_GIVEN EXERCISE_
Pull out every line in the rows below that contains the word "hazy", matching its case.

^^^^^^^^^^^^^^^^

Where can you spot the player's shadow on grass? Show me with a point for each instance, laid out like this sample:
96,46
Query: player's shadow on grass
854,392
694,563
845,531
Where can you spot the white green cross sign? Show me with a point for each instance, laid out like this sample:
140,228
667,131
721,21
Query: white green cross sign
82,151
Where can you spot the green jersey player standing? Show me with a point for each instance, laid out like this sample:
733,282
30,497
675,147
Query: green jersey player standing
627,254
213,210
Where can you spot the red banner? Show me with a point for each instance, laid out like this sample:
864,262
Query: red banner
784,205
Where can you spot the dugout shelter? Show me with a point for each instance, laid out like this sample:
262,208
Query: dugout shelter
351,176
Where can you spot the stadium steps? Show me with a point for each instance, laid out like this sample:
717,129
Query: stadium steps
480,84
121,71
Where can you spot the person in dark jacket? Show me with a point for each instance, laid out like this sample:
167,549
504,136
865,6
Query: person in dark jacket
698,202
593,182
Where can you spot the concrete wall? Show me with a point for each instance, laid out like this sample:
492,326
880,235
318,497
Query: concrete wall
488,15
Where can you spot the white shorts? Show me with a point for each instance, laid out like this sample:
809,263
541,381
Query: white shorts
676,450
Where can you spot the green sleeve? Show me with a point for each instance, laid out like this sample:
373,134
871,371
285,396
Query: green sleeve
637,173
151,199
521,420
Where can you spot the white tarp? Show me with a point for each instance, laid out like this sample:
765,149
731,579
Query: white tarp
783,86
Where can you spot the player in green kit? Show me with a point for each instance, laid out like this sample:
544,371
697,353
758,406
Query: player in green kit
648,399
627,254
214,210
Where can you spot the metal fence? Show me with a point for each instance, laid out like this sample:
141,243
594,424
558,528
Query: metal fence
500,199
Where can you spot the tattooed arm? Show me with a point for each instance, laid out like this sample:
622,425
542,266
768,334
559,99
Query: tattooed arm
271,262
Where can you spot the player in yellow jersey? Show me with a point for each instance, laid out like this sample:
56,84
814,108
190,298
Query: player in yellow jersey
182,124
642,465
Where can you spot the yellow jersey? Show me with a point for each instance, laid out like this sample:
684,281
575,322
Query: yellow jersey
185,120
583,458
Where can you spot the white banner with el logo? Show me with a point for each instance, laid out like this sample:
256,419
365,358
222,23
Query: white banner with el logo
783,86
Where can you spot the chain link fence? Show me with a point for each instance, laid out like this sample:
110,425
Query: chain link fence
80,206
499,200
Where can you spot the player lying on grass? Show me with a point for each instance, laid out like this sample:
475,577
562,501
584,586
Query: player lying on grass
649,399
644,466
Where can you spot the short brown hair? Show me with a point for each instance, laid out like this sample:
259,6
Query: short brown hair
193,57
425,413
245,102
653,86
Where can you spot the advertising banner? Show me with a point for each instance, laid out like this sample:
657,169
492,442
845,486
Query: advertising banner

^^^^^^^^^^^^^^^^

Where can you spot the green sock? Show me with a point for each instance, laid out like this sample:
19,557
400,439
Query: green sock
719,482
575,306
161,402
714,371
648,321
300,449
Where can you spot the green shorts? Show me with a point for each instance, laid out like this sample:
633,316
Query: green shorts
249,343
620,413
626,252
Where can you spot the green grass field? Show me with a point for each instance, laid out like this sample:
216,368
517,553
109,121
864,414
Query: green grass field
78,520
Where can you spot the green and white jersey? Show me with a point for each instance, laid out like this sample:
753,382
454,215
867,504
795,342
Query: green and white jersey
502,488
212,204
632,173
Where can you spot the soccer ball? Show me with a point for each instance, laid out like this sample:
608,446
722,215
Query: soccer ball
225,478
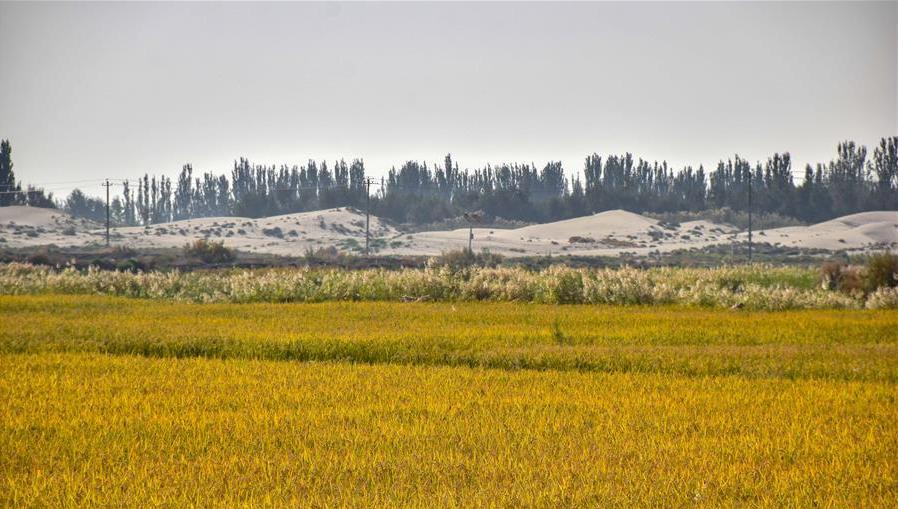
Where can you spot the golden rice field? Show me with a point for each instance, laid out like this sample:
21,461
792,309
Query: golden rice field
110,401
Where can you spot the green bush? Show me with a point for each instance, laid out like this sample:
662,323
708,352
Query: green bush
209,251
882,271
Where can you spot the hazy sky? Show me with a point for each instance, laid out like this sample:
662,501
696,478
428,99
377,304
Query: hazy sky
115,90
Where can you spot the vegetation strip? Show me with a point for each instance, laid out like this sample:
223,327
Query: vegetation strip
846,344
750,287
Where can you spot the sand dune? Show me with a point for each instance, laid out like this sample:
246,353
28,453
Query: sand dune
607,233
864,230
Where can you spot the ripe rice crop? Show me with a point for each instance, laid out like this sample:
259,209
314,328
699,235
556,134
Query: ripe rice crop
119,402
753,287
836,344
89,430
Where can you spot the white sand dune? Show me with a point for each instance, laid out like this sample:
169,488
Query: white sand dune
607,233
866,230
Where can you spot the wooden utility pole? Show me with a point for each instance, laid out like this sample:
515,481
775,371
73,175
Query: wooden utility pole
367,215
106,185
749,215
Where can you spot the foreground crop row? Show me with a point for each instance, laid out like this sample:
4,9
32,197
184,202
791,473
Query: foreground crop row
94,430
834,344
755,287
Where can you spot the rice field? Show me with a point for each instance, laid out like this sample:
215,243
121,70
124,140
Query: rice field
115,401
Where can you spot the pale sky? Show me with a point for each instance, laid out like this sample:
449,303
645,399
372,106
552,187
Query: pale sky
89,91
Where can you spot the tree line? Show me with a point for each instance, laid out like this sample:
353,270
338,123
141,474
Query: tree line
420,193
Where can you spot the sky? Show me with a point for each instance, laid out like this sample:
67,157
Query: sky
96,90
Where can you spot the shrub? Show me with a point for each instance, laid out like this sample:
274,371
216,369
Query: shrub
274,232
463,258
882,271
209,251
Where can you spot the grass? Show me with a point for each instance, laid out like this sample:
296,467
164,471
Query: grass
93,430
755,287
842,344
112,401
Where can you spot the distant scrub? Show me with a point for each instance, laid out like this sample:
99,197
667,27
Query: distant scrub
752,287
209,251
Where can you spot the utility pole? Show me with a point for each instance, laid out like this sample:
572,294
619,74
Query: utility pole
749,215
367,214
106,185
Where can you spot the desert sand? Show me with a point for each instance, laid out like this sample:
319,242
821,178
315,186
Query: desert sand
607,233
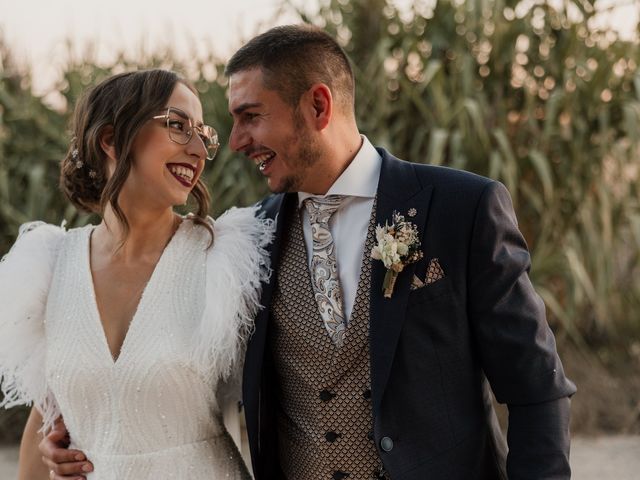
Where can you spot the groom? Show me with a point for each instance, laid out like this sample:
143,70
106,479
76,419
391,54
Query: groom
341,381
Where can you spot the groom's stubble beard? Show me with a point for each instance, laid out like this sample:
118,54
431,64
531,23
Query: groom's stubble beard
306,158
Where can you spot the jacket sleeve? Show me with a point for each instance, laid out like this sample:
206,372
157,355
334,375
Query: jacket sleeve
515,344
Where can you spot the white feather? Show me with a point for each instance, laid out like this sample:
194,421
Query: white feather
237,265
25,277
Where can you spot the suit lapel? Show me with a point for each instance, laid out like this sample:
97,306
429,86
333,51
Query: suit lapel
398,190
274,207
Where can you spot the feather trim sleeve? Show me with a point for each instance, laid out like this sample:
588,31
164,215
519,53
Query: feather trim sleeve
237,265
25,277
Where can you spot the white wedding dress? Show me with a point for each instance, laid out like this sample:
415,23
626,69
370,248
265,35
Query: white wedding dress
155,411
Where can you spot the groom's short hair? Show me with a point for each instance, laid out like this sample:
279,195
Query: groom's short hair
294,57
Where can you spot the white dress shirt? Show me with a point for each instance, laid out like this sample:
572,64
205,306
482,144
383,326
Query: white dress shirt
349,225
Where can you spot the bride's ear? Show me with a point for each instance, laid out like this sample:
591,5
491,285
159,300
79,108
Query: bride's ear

^^^^^^^^^^^^^^^^

_EXPECTED ANSWER_
Where can you spot the hazy sky? Show me with a point for each instance, laid out like this sample:
Query: hazy sky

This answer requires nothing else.